Set task
Please lay out the lines below as a numbered list, omitting any blank lines.

Items listed in a dataset:
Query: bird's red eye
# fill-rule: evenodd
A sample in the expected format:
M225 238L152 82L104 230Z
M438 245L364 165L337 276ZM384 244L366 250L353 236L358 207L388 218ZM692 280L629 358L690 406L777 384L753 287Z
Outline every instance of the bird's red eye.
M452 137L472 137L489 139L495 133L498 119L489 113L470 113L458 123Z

Answer to this exercise
1. Query: bird's red eye
2. # fill-rule: evenodd
3. A sample in the expected format:
4. M225 238L152 82L104 230Z
5. M438 245L364 165L337 276ZM384 244L366 250L353 236L358 207L388 218ZM692 280L629 358L690 406L777 384L753 287Z
6. Outline every instance of the bird's red eye.
7. M452 137L472 137L489 139L495 133L498 119L489 113L470 113L458 123Z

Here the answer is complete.